Exercise goal = Look through the records below for the line with "# place one dot on each instance of the thai" and the line with "# place one dot on each instance of the red shirt", then return those lines and all lines between, exactly.

Data supplied =
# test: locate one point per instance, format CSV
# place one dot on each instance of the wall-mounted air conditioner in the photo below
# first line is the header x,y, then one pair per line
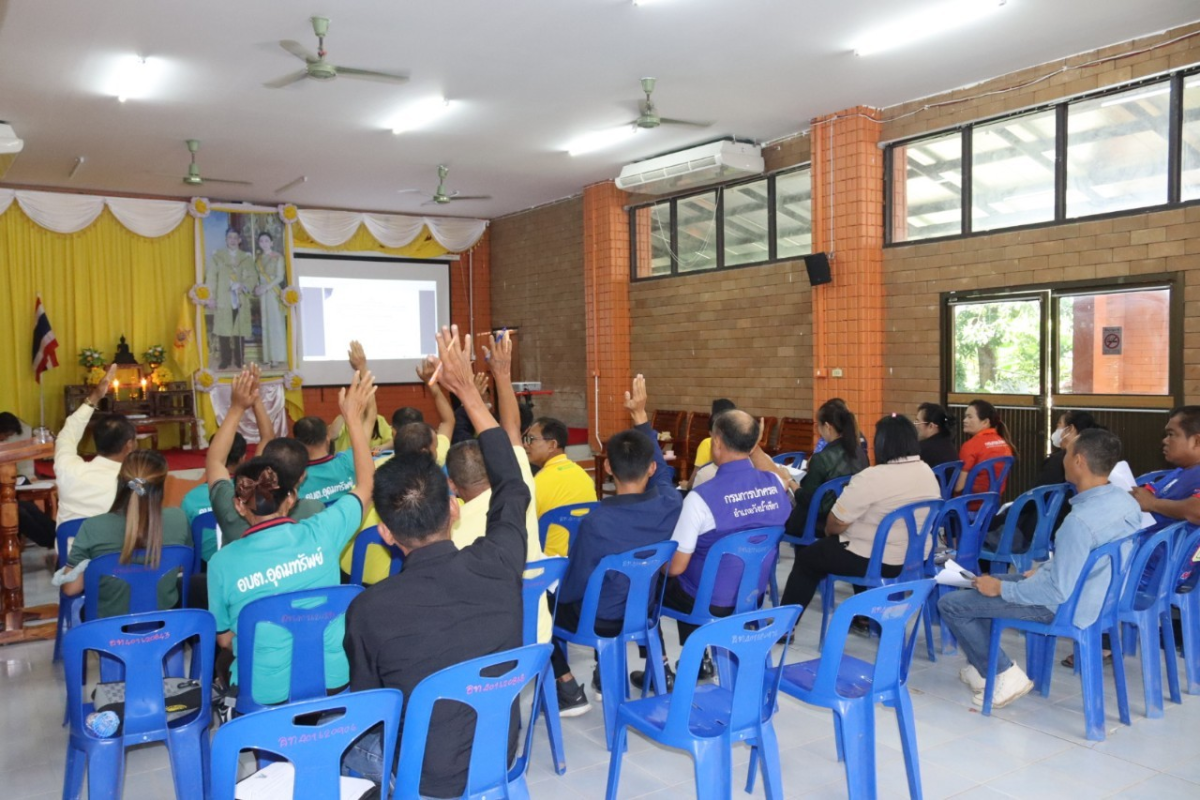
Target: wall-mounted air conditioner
x,y
709,163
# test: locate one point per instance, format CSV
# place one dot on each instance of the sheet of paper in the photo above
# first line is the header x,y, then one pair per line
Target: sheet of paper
x,y
275,782
952,576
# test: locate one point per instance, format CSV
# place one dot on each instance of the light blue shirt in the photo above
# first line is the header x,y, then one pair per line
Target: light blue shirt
x,y
1097,517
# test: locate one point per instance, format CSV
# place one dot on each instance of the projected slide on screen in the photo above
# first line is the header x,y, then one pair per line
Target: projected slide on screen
x,y
393,307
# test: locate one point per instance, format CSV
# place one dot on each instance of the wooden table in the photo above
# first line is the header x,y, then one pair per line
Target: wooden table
x,y
12,581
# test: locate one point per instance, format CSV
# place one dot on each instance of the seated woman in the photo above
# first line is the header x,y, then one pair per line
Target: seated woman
x,y
898,479
136,522
838,426
277,553
989,439
935,428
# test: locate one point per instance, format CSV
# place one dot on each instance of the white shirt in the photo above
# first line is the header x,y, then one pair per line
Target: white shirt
x,y
85,488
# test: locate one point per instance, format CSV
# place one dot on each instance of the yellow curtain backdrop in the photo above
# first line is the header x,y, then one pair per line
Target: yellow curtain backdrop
x,y
97,284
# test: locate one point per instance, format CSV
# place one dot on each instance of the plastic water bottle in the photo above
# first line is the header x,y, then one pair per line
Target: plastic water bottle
x,y
103,723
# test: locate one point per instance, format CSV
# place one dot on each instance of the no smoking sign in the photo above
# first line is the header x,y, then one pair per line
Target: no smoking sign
x,y
1111,341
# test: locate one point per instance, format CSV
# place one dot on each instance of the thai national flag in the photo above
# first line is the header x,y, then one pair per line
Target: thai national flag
x,y
45,344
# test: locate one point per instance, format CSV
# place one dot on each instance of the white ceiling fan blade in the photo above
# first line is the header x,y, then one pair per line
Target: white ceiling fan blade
x,y
298,49
287,80
371,74
225,180
666,120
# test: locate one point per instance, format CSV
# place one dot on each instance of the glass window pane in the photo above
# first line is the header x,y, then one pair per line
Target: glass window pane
x,y
927,196
997,347
1116,151
793,214
1191,138
745,223
697,232
1012,172
1114,343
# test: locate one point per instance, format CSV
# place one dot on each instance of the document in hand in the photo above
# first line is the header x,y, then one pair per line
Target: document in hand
x,y
952,575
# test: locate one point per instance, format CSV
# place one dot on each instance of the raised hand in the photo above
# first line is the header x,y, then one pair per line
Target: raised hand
x,y
357,396
635,401
245,389
454,371
499,355
358,356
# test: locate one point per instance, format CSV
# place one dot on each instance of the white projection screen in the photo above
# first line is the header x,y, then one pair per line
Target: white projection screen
x,y
393,306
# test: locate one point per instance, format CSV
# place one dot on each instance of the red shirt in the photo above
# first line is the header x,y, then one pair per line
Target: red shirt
x,y
983,445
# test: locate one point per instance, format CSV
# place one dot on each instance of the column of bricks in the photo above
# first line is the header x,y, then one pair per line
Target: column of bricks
x,y
847,223
606,299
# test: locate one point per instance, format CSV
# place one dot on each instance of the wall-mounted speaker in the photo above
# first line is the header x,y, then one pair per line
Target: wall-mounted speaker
x,y
817,264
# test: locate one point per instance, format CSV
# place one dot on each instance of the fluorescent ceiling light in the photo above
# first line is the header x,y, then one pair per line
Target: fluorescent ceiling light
x,y
934,20
132,78
601,139
420,114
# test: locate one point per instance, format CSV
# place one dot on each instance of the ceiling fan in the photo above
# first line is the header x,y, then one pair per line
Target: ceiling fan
x,y
317,67
193,170
441,196
649,118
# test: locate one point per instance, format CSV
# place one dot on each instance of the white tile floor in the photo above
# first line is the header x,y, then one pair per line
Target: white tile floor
x,y
1033,749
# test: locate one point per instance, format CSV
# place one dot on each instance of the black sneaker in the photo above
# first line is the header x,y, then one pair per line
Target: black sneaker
x,y
637,677
571,699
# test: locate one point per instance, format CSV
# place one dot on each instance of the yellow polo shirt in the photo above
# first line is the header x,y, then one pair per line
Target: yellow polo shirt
x,y
561,482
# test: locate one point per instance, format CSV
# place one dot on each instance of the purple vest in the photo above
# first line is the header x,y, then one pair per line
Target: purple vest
x,y
741,498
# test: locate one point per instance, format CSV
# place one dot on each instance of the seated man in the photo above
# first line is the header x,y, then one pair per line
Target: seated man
x,y
33,523
1176,495
328,475
276,553
559,481
88,487
739,497
448,605
1099,513
645,511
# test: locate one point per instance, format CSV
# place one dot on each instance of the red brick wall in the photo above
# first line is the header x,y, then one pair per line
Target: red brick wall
x,y
538,286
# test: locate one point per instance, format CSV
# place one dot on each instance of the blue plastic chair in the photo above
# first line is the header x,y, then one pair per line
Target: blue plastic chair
x,y
1145,605
313,750
1153,476
995,470
568,517
1189,609
915,564
1042,637
203,522
306,615
750,552
69,606
947,474
835,486
964,522
142,581
642,566
850,686
792,458
533,594
491,692
363,542
1047,501
707,719
139,643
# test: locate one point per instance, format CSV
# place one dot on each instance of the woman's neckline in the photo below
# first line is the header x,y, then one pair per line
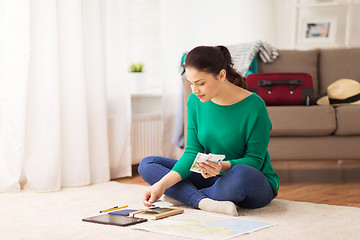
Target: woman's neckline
x,y
229,105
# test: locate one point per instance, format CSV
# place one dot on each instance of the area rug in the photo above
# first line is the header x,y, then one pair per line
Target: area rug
x,y
58,215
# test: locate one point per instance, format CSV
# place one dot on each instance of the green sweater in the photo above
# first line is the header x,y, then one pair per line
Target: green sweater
x,y
240,131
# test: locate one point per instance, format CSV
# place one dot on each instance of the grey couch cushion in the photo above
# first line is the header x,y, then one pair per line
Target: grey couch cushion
x,y
348,120
335,64
302,120
294,61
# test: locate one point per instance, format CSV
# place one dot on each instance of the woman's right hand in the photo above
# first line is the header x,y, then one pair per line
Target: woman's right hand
x,y
153,194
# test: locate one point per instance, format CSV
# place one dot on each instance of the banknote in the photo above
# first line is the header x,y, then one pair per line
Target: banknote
x,y
202,157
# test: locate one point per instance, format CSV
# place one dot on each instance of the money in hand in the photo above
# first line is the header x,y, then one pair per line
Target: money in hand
x,y
202,157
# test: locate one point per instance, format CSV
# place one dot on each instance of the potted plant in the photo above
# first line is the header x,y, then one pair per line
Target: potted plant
x,y
137,77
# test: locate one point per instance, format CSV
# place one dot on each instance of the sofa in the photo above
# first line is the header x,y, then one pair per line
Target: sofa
x,y
314,132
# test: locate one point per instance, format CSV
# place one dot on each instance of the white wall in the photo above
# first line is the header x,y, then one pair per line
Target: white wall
x,y
188,23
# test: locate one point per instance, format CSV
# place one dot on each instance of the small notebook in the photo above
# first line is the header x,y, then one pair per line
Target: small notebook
x,y
157,213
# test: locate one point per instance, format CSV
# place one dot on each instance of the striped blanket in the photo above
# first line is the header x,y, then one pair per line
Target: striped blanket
x,y
243,54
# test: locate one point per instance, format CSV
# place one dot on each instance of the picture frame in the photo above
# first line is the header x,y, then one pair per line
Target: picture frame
x,y
318,30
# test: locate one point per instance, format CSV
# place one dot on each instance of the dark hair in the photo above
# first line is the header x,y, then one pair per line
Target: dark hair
x,y
213,60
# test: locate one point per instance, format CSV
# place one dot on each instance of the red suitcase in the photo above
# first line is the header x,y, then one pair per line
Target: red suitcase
x,y
282,88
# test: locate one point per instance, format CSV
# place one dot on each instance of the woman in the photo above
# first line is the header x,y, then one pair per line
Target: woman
x,y
223,118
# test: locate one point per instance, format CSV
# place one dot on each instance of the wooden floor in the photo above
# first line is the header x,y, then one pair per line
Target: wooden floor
x,y
328,182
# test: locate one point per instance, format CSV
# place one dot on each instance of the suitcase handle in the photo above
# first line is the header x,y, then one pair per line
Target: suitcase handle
x,y
293,83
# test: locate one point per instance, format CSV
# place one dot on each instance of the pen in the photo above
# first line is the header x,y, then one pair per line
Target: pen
x,y
114,208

Your response =
# place one dot on each instance of the thai national flag in the photo above
# first line is the header x,y, then one pair per line
Target: thai national flag
x,y
45,344
# test: locate one point per instance, format CSV
# place one dot on each instance of the white ceiling fan blade in the photo above
# first line is the header x,y, then one pair per line
Target: white ceiling fan blade
x,y
298,49
287,80
371,74
225,180
666,120
# test: locate one point per instance, format CSV
# place one dot on each instance of the glass window pane in the photo above
# first line is the header x,y, then one pair per line
Target: glass window pane
x,y
927,196
997,347
1116,151
793,214
1191,138
745,223
697,232
1012,172
1114,343
# test: locate one point per instance, format CSV
# place one dot on each instance of the document in hand in the photo above
# first line is the header x,y, then one pair per line
Target: document in hand
x,y
952,575
# test: locate one point per instance, format CSV
# place one dot on each instance of the raised hand in the photo above
# first line is the header x,y, then one pair per line
Target: raised hand
x,y
357,396
635,401
245,389
454,371
499,355
358,356
# test: locate one point per instance, format CSV
# place one dot on each instance of the white projection screen in the photo above
# first line is the header x,y, then one pair per line
Target: white projection screen
x,y
393,306
# test: locate one point per instance, format CSV
# place one dot on each instance of the red shirt in the photo above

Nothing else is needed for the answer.